* SET PROBLEM A
In the essay on Michael Jackson's death, what did the writer's best friend casually say about him over dinner?

I can't imagine--really, cannot imagine--what it would be like to be in a world in which the number of people who understand fundamental things about you is infinitesimally small. Because you're famous--wildly famous--because the world watched your self-hatred morph and expand the way I watched my neighbor boy grow up from four-year-old to a young man whose voice changed last summer. Because your predilections are immoral, criminal, yet your status allows you to shield yourself from getting the kind of help you would need to reconcile those desires with your similarly true desires to do the right thing. Because we all know about your family; because your pill problem is on the front page; because you are loved and hated in equal measures; because the mere whisper of your presence brings electricity.
So you meet a certain cache of people who understand what it's like to be wildly famous. You find people who are self-proclaimed freaks, and buy skeletons of the freaks who can't speak with you about what it was like for them. You find children who understand what it's like to lose a childhood; you find children who, you think, can give that back to you. You find beautiful, troubled people, and try to collect them. But even then, you are too big for them.
Michael Jackson was so large that his death prompted not a reaction of sadness but of--not quite humor, but of archness. I wasn't cracking jokes or anything, but his death immediately became a ludicrous event. My best friend was late to meet me for dinner. "Sorry, I got caught up at work," she said. "Don't lie; you were composing yourself after mourning for Michael," I said. And we laughed.
His death came up a few times over dinner. And finally, she casually said what we say of sick old people and dogs: He's out of his misery now. And instead of it sounding like a cliche, something you say to excuse a possibly sad event, it was the absolute truth. I was never a crazed fan; I liked him like we all did, no more. I've talked about the tragedy of Michael Jackson before--how can you not, in order to keep the mix of fame beyond fame and awful acts against children from being just overwhelmingly depressing--but it wasn't until I connected him with Rilke that I saw that perhaps his biggest tragedy was that he was given both too much solitude and never, ever enough. He needed a guardian too.

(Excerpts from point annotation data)
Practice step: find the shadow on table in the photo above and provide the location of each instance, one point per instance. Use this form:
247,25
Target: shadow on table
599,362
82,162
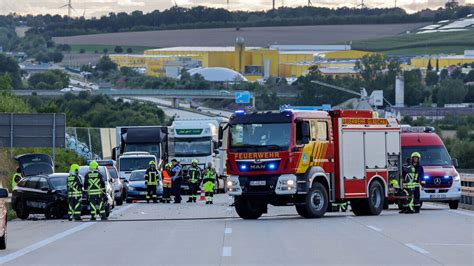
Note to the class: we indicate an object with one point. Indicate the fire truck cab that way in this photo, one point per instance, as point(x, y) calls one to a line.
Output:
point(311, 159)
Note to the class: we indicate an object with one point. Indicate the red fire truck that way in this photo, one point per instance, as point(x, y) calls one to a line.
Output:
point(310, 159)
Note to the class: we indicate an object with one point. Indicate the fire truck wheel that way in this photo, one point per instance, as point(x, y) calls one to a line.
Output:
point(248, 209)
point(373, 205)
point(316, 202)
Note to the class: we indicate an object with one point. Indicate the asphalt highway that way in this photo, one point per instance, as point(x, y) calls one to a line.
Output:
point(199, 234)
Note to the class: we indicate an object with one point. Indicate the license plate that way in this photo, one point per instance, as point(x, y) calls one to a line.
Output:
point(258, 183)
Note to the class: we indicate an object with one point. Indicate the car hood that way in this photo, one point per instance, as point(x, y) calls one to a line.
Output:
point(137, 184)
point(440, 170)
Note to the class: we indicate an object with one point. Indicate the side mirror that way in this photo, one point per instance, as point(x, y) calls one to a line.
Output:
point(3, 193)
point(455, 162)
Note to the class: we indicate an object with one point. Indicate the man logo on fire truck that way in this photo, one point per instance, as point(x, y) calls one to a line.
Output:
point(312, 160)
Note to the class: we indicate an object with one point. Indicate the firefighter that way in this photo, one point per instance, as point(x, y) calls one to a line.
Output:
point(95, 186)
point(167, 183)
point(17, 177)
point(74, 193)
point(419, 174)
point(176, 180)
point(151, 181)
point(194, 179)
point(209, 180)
==
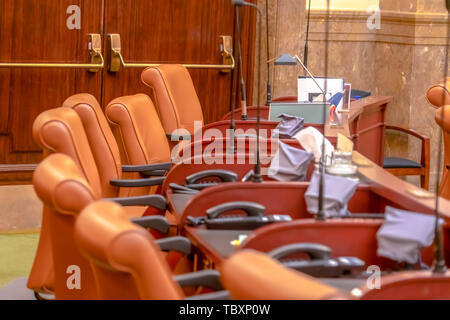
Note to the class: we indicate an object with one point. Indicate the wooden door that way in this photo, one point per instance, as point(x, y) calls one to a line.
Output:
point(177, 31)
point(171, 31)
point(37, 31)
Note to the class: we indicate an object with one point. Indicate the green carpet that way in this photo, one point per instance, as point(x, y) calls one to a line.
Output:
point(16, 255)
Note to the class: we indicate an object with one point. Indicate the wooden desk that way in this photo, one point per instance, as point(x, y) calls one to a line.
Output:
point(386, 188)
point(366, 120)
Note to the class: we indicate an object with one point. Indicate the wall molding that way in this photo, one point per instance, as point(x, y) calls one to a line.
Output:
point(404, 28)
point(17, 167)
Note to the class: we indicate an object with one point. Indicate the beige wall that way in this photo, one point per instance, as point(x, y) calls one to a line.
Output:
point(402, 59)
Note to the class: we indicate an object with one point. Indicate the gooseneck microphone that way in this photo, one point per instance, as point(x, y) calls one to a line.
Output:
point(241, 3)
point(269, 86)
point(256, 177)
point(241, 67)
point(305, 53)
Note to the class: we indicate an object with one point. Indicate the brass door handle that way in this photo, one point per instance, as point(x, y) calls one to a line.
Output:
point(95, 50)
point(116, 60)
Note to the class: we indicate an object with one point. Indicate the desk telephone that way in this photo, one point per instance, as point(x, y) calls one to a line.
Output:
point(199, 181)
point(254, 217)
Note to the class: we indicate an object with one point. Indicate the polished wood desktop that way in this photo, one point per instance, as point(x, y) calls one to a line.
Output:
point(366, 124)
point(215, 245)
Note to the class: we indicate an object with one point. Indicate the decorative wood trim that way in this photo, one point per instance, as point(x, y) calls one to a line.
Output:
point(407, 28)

* SET PROBLEM B
In the listing, take the stretch from the line containing "Indicate the gooseneck" through the line containing "point(305, 53)" and write it out again, requests included, shifting each coordinate in the answers up by 55. Return only those lines.

* FINAL RESULT A
She said that he's out of his misery now.

* FINAL RESULT B
Note to the class: we indicate an object with one point. Indicate the gooseneck microphone that way in this photo, one point per instance, as point(x, y) calls one to a line.
Output:
point(296, 58)
point(324, 141)
point(311, 232)
point(296, 122)
point(360, 108)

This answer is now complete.